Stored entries

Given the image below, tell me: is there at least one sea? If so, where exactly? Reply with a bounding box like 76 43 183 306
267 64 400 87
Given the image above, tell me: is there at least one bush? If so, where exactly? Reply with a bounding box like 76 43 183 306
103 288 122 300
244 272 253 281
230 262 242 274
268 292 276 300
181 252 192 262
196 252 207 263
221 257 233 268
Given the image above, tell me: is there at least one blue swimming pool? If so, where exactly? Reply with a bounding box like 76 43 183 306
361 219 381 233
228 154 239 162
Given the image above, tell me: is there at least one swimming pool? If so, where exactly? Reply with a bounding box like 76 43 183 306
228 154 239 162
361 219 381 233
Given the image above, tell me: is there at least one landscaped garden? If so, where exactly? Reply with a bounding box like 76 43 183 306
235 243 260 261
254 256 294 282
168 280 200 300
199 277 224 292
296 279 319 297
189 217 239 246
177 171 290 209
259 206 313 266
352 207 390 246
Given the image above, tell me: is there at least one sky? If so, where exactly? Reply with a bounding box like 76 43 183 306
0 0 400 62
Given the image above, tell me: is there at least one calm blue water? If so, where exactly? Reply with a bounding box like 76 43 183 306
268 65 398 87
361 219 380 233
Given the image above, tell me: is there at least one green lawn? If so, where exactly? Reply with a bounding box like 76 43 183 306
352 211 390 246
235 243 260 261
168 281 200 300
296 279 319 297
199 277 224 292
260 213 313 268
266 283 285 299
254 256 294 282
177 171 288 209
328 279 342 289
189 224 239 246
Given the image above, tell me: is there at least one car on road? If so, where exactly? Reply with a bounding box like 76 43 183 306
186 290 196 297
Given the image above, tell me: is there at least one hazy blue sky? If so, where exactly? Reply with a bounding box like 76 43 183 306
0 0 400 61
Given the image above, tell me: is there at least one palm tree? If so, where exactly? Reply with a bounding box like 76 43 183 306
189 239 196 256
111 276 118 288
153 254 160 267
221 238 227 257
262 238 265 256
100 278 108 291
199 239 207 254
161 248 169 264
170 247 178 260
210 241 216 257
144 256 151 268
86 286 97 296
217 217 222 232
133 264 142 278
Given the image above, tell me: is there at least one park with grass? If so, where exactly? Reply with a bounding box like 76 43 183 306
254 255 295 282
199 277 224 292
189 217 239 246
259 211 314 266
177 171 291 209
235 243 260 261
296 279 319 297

# PROBLEM DESCRIPTION
Rewrite the listing with "palm tree" changed to "date palm" wherever it occurs, leaving everything else unchanged.

# SOLUTION TO THE PROBLEM
Given the image below, tell me: is there at least one sea? If so, where exactly? Reply with a bounding box like 76 43 183 306
267 64 400 87
Given the image above, tell me: is there at least one bush? If so, where exactly? Reply with a bounding box like 76 43 183 306
103 288 122 300
244 272 253 281
230 262 242 274
268 292 276 300
181 252 192 262
196 252 207 263
221 257 233 268
Given the image above, tell me: is there at least one blue swimming pool? If so, where exactly? Reply with a bounding box like 76 43 183 306
361 219 381 233
228 154 239 162
Given the image above, tell me: is there at least one swimming pool? If so, where exactly? Reply with a bounding box like 76 43 183 306
228 154 239 162
361 219 381 233
Given the image above, tell me: is there at least one landscaped garden? If so, where exactly? Reply with a bounding box like 76 43 183 306
235 243 260 261
254 256 294 282
168 280 200 300
199 277 224 292
296 279 319 297
189 217 239 246
177 171 290 209
259 206 313 266
352 207 390 246
Given the image above, tell me: is there at least one sky? If so, where exactly? Reply with a bounding box like 76 43 183 306
0 0 400 62
Given the image above, tell me: is there at least one calm blue water? If so, where exactly? Reply with a bounding box like 76 43 183 306
268 65 398 87
361 219 380 233
Given the image above, tell me: is there at least one green lawn? If so, where exactly? Reply with a bounding box like 76 43 183 306
352 211 390 246
235 243 260 261
168 281 200 300
296 279 319 297
199 277 224 292
260 213 313 268
266 283 285 299
254 256 294 282
177 171 288 209
328 279 342 289
189 224 239 246
Given the image above, tell me: is there at least one car on road? If so, where exactly? Reply with a bounding box like 76 43 183 306
186 290 196 297
Given the image above, tell me: is there at least one hazy blue sky? If so, where exactly? Reply with a bounding box like 76 43 183 306
0 0 400 61
Given the image above, tell me: is there at least one date palm? If so, where exactly? Reply with a bounding box like 76 43 183 306
189 239 196 256
111 276 118 288
153 254 160 267
221 238 227 257
262 238 265 256
100 278 108 291
199 239 207 254
161 248 169 264
170 247 178 260
210 241 216 257
144 256 151 268
86 286 97 296
217 217 222 232
133 264 142 278
Given the image above, tell me: is there at least one park with grass? If so, where exactly? Reply with a bounding box like 76 43 183 306
254 255 295 282
199 277 224 292
189 217 239 246
259 211 314 266
177 171 291 209
235 243 260 261
296 279 319 297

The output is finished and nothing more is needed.